━━━ Extract to read ━━━

Meanwhile, McCarthy is drawing flak for his appearance on "Fox News Sunday." Chris Wallace asked him about his conversation with Trump on the day of the Jan. 6 riot, in which the former president said the mob was "more upset by the election" than McCarthy was, according to another House Republican.

McCarthy sidestepped that question, not denying it, but said he had called Trump and said his supporters had to end the insurrection. And, the congressman said, Trump told him that he would "put something out to make sure to stop this. And that’s what he did, he put a video out later."

Wallace noted it was "quite a lot later" and "a pretty weak video." (Trump said "we love you" but that the protesters should go home.)

In a New York Times profile yesterday, McCarthy, who has visited Trump at Mar-a-Lago, said "he goes up and down with his anger. He’s mad at everybody one day. He’s mad at me one day."

━━━ Records shown ━━━

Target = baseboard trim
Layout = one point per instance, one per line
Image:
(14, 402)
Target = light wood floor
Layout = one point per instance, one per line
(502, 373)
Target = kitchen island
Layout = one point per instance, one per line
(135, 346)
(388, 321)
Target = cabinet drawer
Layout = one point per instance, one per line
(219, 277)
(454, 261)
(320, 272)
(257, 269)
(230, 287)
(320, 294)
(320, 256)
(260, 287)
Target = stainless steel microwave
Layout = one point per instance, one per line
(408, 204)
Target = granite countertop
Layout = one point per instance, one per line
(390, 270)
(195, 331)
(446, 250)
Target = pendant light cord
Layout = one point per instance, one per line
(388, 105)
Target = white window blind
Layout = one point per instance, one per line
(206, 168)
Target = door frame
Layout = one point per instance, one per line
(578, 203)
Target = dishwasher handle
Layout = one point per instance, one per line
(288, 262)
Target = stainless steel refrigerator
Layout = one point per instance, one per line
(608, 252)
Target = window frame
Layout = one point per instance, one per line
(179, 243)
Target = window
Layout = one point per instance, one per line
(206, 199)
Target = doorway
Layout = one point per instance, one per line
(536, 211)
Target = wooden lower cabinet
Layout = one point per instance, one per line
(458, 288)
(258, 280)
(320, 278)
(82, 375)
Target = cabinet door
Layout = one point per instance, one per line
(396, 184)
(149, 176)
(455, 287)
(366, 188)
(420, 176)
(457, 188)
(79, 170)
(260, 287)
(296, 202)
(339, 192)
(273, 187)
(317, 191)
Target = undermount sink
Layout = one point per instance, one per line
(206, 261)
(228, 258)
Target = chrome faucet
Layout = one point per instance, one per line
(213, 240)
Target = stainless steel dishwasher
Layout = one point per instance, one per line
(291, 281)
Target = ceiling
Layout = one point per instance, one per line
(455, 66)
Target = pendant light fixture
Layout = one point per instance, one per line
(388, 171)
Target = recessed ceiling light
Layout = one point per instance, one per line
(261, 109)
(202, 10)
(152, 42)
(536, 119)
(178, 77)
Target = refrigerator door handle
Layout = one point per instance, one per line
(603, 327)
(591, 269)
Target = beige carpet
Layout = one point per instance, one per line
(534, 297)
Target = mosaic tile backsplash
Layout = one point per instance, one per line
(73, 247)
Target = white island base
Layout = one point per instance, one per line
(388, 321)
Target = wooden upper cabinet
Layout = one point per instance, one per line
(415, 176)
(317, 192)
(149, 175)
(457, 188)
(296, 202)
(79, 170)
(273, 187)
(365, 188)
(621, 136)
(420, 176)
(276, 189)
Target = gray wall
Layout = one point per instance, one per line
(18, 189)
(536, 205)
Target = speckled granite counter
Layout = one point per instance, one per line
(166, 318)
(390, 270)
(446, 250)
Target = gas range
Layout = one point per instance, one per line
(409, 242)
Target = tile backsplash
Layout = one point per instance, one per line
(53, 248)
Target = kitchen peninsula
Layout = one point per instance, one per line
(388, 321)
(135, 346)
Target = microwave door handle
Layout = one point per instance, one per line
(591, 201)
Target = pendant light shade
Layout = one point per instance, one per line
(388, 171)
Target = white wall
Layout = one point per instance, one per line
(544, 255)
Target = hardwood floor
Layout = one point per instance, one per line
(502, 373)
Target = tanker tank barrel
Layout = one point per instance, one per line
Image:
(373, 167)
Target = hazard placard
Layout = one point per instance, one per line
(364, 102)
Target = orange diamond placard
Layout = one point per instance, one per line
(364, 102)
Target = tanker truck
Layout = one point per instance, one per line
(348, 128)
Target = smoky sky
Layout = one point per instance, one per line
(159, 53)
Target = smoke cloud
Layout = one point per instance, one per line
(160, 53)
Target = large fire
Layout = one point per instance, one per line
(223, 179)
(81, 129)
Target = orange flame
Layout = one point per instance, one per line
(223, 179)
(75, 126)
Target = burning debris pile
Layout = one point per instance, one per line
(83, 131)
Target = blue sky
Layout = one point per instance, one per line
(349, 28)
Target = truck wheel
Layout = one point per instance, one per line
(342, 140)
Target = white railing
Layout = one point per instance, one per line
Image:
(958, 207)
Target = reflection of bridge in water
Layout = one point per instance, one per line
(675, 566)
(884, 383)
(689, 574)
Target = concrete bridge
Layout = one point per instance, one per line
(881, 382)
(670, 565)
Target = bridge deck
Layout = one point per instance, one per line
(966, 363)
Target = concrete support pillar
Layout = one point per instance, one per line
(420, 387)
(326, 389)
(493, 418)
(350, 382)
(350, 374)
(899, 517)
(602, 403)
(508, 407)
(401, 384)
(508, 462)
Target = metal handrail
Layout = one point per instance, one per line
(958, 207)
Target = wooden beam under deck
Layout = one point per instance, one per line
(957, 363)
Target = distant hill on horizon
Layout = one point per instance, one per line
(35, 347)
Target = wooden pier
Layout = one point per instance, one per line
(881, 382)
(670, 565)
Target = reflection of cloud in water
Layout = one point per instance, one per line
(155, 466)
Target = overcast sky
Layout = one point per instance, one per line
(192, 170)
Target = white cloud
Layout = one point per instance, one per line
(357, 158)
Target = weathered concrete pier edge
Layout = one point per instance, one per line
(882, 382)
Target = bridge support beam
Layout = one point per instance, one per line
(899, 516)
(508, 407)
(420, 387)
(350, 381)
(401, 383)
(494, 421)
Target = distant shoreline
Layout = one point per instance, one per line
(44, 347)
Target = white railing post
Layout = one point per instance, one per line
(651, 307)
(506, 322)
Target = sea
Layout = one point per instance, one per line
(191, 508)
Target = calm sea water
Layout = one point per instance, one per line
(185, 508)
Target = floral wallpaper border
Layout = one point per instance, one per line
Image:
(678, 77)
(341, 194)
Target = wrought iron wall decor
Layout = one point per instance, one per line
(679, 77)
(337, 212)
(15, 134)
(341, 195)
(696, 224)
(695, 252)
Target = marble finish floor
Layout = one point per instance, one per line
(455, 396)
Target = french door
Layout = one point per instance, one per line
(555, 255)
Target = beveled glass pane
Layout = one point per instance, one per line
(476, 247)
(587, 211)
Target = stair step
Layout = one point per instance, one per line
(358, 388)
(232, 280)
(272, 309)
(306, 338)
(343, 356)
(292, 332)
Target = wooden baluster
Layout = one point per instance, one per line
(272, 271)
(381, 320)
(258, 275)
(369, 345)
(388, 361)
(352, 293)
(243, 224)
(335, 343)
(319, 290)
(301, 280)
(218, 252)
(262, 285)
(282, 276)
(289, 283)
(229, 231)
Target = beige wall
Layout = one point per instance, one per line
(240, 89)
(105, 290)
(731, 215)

━━━

### [Your tasks]
(a) Copy the part of the McCarthy passage that begins at the words "Meanwhile, McCarthy is" and ends after the words "another House Republican.".
(b) Repeat the lines of the listing exactly. Begin at the line that has "Target = sea" and stop after the last line of the listing.
The listing has no connection to the McCarthy passage.

### [Answers for the exercise]
(a)
Meanwhile, McCarthy is drawing flak for his appearance on "Fox News Sunday." Chris Wallace asked him about his conversation with Trump on the day of the Jan. 6 riot, in which the former president said the mob was "more upset by the election" than McCarthy was, according to another House Republican.

(b)
Target = sea
Layout = one point per instance, one per line
(191, 508)
Target = calm sea water
Layout = one point per instance, one per line
(185, 508)
Target = floral wallpaper border
Layout = one point per instance, one per line
Image:
(678, 77)
(341, 194)
Target = wrought iron wall decor
Layout = one point per instance, one per line
(679, 77)
(337, 212)
(15, 134)
(341, 195)
(696, 224)
(695, 252)
Target = marble finish floor
Layout = one point per instance, one per line
(455, 396)
Target = french door
Layout = one point per instance, one per line
(555, 255)
Target = beveled glass pane
Layout = one point per instance, one per line
(476, 247)
(587, 211)
Target = stair step
Layout = one point per instance, one per line
(358, 388)
(232, 280)
(272, 309)
(306, 338)
(343, 356)
(292, 332)
Target = wooden baluster
Layout = one point per instance, one per line
(272, 271)
(381, 320)
(258, 275)
(369, 345)
(388, 361)
(352, 293)
(243, 224)
(335, 343)
(319, 290)
(301, 280)
(218, 252)
(262, 285)
(282, 276)
(289, 283)
(229, 231)
Target = beige wall
Layout = one point per instance, one per line
(240, 89)
(105, 290)
(731, 215)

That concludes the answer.